§ Records to process
⁂
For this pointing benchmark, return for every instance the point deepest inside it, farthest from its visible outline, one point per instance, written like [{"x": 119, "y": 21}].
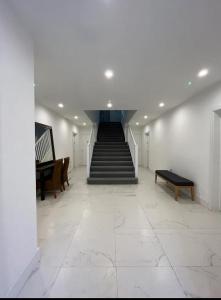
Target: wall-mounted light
⁂
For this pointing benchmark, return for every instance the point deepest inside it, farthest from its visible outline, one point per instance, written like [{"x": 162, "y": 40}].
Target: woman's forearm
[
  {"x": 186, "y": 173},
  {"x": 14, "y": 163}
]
⁂
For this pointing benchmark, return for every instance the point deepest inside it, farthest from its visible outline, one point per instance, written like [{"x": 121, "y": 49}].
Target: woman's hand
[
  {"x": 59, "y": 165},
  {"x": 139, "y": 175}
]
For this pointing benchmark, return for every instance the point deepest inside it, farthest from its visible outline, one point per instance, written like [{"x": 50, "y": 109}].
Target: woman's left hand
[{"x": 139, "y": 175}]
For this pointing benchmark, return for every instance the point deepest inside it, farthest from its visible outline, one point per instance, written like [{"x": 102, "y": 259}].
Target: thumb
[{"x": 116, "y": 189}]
⁂
§ Goal
Count the lines in the records above that contain the word "instance", and reply with only the number.

§ Response to the exercise
5